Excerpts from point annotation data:
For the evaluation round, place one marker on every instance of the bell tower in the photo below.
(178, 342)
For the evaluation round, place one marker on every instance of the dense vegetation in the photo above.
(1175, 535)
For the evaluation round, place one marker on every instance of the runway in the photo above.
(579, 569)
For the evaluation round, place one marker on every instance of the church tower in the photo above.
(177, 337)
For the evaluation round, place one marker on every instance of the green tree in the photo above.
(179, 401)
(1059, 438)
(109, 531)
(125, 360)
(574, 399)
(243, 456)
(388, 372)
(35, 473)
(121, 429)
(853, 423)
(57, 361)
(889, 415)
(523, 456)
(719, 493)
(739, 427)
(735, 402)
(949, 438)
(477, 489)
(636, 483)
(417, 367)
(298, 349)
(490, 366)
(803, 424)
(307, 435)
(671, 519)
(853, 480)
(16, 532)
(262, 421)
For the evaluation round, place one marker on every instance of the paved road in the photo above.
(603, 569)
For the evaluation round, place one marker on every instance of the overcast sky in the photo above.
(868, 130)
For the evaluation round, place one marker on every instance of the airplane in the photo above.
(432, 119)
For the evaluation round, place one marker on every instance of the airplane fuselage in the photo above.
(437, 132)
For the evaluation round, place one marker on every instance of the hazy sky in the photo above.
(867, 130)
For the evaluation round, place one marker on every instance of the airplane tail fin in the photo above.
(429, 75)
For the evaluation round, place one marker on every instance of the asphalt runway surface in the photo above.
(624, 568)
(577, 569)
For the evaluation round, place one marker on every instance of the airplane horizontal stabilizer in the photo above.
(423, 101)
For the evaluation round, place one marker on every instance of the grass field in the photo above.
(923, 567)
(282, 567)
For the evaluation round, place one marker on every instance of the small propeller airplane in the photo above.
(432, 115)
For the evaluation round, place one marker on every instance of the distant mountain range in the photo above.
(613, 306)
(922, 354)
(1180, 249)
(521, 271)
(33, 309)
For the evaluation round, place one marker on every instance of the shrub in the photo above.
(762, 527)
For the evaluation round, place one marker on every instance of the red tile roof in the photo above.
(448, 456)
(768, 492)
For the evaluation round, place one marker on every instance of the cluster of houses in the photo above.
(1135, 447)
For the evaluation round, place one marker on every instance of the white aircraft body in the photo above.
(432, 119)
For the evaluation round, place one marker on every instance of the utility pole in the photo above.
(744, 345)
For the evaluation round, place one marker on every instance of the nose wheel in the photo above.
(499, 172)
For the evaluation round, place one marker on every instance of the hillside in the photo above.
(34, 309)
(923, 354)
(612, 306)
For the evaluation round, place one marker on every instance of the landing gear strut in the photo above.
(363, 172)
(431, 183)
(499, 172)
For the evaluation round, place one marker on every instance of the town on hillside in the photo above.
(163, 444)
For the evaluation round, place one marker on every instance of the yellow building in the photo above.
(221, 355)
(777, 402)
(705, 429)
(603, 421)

### Short exercise
Take the line holding "houses in the photo above." and all lines after it through the end of the data, and set them down exactly.

### Task solution
For the evaluation round, place one marker on every instance of the cluster of houses in the photo above.
(1135, 447)
For the evaluation round, place one marker on every instance of the white aircraft body in the photo above.
(432, 119)
For the evaluation round, place one marker on every instance of the utility pole in the photo above.
(744, 345)
For the evaluation round, place one marker on every instance of the nose wheel in the photo above.
(499, 172)
For the evaluation round, place one marker on every instance of the hillside in the photo above.
(34, 309)
(923, 354)
(612, 306)
For the evaluation round, place one marker on every instance of the landing gear strut in the photo above.
(363, 172)
(431, 183)
(499, 172)
For the evaluation round, place one marker on every instance of the town on hillside in the photo above.
(163, 444)
For the evaluation round, place one marker on every instance of the yellow building in the photo above.
(221, 355)
(777, 402)
(705, 429)
(603, 421)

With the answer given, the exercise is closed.